*EXCERPT PROVIDED:*
For the first time in two years we'll have an orthodox, full-length NBA season to look forward to. No lockout nonsense, and precious little obsession as to whether or not LeBron James will ever win the big one. He's won it, already, and our sanity as NBA followers is probably better off as a result. However big that shred of sanity is remains to be seen, following yet another offseason that once again proved that the NBA is full of Crazy McCrazytons that appear to take great delight in messing with us continually.

As a result of that offseason, and the impending regular season, why not mess with Ball Don't Lie's triptych of Kelly Dwyer, Dan Devine and Eric Freeman as they preview the 2012-13 season with alacrity, good cheer, and bad jokes.

We continue with the very emo Chicago Bulls.

Kelly Dwyer's Kilt-Straightener

So … that was shot to hell pretty quickly.

At their core, the Chicago Bulls are a team full of All-Star level 20-somethings who play hard every night and seem to have the wherewithal on both ends of the ball needed to string one or more championships together. Derrick Rose, Joakim Noah, Luol Deng and Taj Gibson are years away from hitting their primes, and the team is led by a coach in Tom Thibodeau that some consider to be the best in the game even with just 148 regular season games under his belt. The Bulls earned the best record in 2011, tied for the best in 2011, and would seem to have the world on a string.

If only the team's best player wasn't on crutches, and likely a year away from consistently showing the sort of all-out, MVP-styled play we became used to from Derrick Rose before he tore his ACL last April. And though the thought of all those returning 20-somethings is warming, those budding vets have been told via action and inaction that 2012-13 (and, in a way, 2013-14) absolutely will not count. That this is a champion in waiting; waiting a really, really long time.

And that even when the waiting seems about over, that the team's ownership will not make the financial commitments necessary to grow and sustain a winner on the same level that the Los Angeles Lakers, Miami Heat, and (potentially, should they extend James Harden's contract) Oklahoma City Thunder do. Despite a rabid fanbase that has poured endless amounts of cash into Jerry Reinsdorf's pockets over the last quarter century.

*RECORDS SUPPLIED:*
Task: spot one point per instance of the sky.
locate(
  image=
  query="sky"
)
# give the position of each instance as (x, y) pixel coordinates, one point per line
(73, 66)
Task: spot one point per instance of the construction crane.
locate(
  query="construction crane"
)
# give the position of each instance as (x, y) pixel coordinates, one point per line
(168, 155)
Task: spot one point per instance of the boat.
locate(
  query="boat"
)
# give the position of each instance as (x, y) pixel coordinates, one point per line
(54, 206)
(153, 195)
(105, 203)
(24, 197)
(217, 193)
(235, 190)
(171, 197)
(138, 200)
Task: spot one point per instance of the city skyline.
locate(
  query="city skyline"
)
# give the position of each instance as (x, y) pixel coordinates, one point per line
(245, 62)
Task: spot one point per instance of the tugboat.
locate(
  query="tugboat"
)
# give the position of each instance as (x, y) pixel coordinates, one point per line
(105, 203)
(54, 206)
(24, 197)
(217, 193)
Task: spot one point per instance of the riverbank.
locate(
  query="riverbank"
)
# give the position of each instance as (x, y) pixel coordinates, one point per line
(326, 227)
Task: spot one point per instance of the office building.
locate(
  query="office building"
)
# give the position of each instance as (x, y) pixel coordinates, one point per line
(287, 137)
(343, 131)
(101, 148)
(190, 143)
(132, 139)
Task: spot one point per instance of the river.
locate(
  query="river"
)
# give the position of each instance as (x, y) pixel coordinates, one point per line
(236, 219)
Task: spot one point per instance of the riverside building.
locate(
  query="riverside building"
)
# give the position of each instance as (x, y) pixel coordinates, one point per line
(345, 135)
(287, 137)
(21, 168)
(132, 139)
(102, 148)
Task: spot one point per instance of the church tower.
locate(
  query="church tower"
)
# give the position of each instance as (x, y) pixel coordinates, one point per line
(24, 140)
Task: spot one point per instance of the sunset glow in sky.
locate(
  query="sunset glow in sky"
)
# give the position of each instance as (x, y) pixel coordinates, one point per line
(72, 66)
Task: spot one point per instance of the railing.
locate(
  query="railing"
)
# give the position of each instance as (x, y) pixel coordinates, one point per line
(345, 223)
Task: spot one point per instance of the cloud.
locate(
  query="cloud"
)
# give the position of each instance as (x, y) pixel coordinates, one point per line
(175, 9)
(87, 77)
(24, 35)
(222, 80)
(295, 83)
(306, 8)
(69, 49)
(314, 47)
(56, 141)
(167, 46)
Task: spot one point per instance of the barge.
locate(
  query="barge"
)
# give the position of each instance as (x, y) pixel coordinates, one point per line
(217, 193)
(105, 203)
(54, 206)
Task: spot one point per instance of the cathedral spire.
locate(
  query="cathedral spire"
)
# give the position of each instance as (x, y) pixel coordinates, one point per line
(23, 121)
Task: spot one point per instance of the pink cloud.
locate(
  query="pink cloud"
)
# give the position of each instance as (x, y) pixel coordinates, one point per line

*REQUIRED WORK:*
Write out the entire Chicago Bulls season preview word for word, with nothing changed or left out. The listing comes from a different source than the text.

*TASK RESPONSE:*
For the first time in two years we'll have an orthodox, full-length NBA season to look forward to. No lockout nonsense, and precious little obsession as to whether or not LeBron James will ever win the big one. He's won it, already, and our sanity as NBA followers is probably better off as a result. However big that shred of sanity is remains to be seen, following yet another offseason that once again proved that the NBA is full of Crazy McCrazytons that appear to take great delight in messing with us continually.

As a result of that offseason, and the impending regular season, why not mess with Ball Don't Lie's triptych of Kelly Dwyer, Dan Devine and Eric Freeman as they preview the 2012-13 season with alacrity, good cheer, and bad jokes.

We continue with the very emo Chicago Bulls.

Kelly Dwyer's Kilt-Straightener

So … that was shot to hell pretty quickly.

At their core, the Chicago Bulls are a team full of All-Star level 20-somethings who play hard every night and seem to have the wherewithal on both ends of the ball needed to string one or more championships together. Derrick Rose, Joakim Noah, Luol Deng and Taj Gibson are years away from hitting their primes, and the team is led by a coach in Tom Thibodeau that some consider to be the best in the game even with just 148 regular season games under his belt. The Bulls earned the best record in 2011, tied for the best in 2011, and would seem to have the world on a string.

If only the team's best player wasn't on crutches, and likely a year away from consistently showing the sort of all-out, MVP-styled play we became used to from Derrick Rose before he tore his ACL last April. And though the thought of all those returning 20-somethings is warming, those budding vets have been told via action and inaction that 2012-13 (and, in a way, 2013-14) absolutely will not count. That this is a champion in waiting; waiting a really, really long time.

And that even when the waiting seems about over, that the team's ownership will not make the financial commitments necessary to grow and sustain a winner on the same level that the Los Angeles Lakers, Miami Heat, and (potentially, should they extend James Harden's contract) Oklahoma City Thunder do. Despite a rabid fanbase that has poured endless amounts of cash into Jerry Reinsdorf's pockets over the last quarter century.